- Born: Antonio D'Andrea June 7, 1872 Valledolmo, Sicily, Italy
- Died: May 12, 1921 (aged 48) Chicago, Illinois, U.S.
- Occupations: Priest, Translator, Politician, Gangster
- Years active: 1902–1921
- Spouse: Carolina Wagner (1899–1921)

= Anthony D'Andrea =

Italian-American mobster (1872–1921)

Anthony D'Andrea (born Antonio D'Andrea; /it/; June 7, 1872 – May 12, 1921) was an Italian-born Mafia boss of Chicago in the late 1910s to early 1920s. He was also a Democrat and a political leader who was a president of the Unione Siciliana and was involved in a heated battle for alderman. D'Andrea was killed by an assassin's bullet in 1921.

==Early life==
D'Andrea was born in Valledolmo, Sicily, in 1872 to a large family, he studied law at the University of Palermo in Palermo, Sicily. In 1897, D'Andrea immigrated to the United States, briefly settling in Buffalo, New York. He later attended seminary at St. Mary's Academy in Baltimore and St. Bonaventura's Academy in Allegheny, Pennsylvania. In June, 1899, D'Andrea moved to Chicago, where he was ordained a priest and appointed pastor of St. Anthony's Italian (Independent) Catholic Church under Bishop Antoni Kozlowski. Kozlowski was an adherent of the Old Catholic Church. His brother Orazio (Horace) also became a priest.

In Chicago, D'Andrea met a young German woman, Carolina "Lena" Wagner. D'Andrea fell in love with Lena, left the priesthood, and married her in Milwaukee. However, after their marriage, Lena suddenly disappeared. D'Andrea suspected that the people who sheltered Lena after her parents' deaths were holding her. With help from the police, D'Andrea and Lena were reunited. Now that he was no longer a priest, D'Andrea decided to become a teacher of modern languages. His brother Louis also left the priesthood and married.

==The middle years==
D'Andrea, because of his education, assisted other Italian immigrants with legal issues and worked as a professional translator. At some point, D'Andrea became involved with the Mafia, either in Sicily or the United States. While it is not known if there have been members of the clergy who were also Mafiosi in America, it has been known to occur in Sicily. In 1902, soon after his marriage, D'Andrea was arrested as the leader of a counterfeiting gang. After his arrest, D'Andrea initially blamed Lena for the crime. While awaiting trial, some authorities forgot that D'Andrea was in custody in Chicago and thought he had been murdered in New York City in the 1903 barrel murders. D'Andrea was convicted in Chicago and sent to Joliet State Prison. His family and supporters started a letter-writing campaign to the federal government for his release. After 13 months in prison, D'Andrea was released. D'Andrea continued to work as a translator while also increasing his power within the Mafia.

Excerpts from point annotation records

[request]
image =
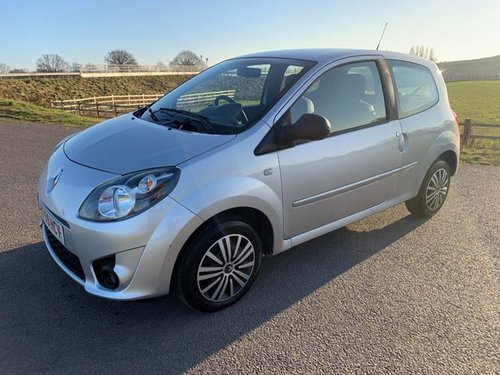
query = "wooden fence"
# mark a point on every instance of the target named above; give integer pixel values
(467, 132)
(114, 105)
(105, 106)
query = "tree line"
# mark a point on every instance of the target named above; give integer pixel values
(52, 63)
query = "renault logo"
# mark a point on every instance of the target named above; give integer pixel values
(54, 179)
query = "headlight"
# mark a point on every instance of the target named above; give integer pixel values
(126, 196)
(62, 141)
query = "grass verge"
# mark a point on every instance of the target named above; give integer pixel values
(18, 110)
(479, 152)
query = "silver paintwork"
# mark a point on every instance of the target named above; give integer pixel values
(304, 191)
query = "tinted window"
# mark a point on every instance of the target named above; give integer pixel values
(348, 96)
(415, 86)
(228, 97)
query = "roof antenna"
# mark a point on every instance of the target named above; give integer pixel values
(381, 36)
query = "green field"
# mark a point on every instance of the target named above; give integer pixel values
(42, 90)
(18, 110)
(477, 100)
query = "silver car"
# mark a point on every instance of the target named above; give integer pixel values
(249, 158)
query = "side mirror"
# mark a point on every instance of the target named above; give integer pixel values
(309, 126)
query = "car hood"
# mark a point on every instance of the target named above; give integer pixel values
(127, 144)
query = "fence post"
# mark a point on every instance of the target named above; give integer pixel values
(467, 133)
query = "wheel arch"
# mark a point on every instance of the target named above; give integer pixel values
(252, 216)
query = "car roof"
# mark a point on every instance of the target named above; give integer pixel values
(324, 55)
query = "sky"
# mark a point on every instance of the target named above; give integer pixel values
(83, 31)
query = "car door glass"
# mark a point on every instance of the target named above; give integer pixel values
(349, 96)
(416, 89)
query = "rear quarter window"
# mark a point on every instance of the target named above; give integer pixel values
(415, 87)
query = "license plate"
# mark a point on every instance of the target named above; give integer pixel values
(55, 228)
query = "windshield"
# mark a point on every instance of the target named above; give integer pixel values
(227, 98)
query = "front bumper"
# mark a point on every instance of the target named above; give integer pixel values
(144, 247)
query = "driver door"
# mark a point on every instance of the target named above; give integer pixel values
(353, 169)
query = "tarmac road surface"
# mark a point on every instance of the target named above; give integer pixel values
(388, 294)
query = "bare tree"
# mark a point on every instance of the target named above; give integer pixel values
(75, 67)
(425, 52)
(51, 63)
(161, 67)
(120, 57)
(186, 58)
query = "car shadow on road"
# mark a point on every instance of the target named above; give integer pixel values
(49, 324)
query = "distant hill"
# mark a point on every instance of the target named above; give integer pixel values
(470, 70)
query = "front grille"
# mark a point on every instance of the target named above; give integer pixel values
(69, 259)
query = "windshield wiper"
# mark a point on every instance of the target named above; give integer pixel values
(203, 120)
(152, 114)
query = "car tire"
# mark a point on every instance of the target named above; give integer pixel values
(218, 265)
(433, 191)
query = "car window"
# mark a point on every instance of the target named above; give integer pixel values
(228, 97)
(349, 96)
(290, 76)
(415, 86)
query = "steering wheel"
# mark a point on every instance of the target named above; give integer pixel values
(223, 97)
(241, 116)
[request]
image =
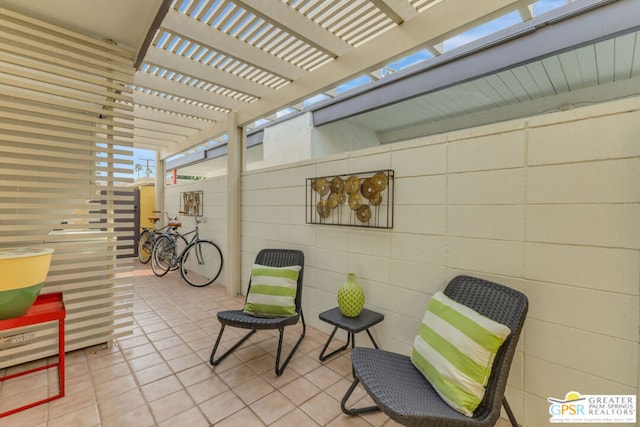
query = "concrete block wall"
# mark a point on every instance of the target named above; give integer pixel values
(549, 205)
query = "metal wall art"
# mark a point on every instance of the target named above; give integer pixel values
(362, 199)
(191, 203)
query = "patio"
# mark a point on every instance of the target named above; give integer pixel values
(160, 375)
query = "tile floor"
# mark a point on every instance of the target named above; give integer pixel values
(160, 376)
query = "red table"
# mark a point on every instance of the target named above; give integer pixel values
(46, 308)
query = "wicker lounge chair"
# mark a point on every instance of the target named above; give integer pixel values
(400, 390)
(238, 319)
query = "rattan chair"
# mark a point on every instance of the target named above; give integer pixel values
(238, 319)
(400, 390)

• _TASK LIST_:
1 - Report every line of the records that contains the word "road", copying each such line in full. Case counts.
2 - Continue the article about Anthony D'Andrea from where it stops.

• _TASK RESULTS_:
1 -
query = "tarmac road surface"
query = "car shadow on road"

2 -
==Later years==
In 1911, D'Andrea co-owned a company with Martin Merlo, a brother of close associate Mike Merlo, at 20 East 31st Street in Chicago. That same year Joseph D'Andrea (no relation to Anthony) was elected president of Local 286 of the International Hod Carriers' Building and Construction Union. Joseph appointed Anthony as the local treasurer and business agent. Joseph, a friend and associate of South Side Gang boss James Colosimo, allegedly introduced labor racketeering into his union. On September 16, 1914, a man walked up to Joseph and said, "I know you." As Joseph reached out to shake the stranger's hand, the man shot Joseph in the leg (other reports say the stomach) with a double-barreled shotgun. Joseph died shortly thereafter and Anthony became the new local president.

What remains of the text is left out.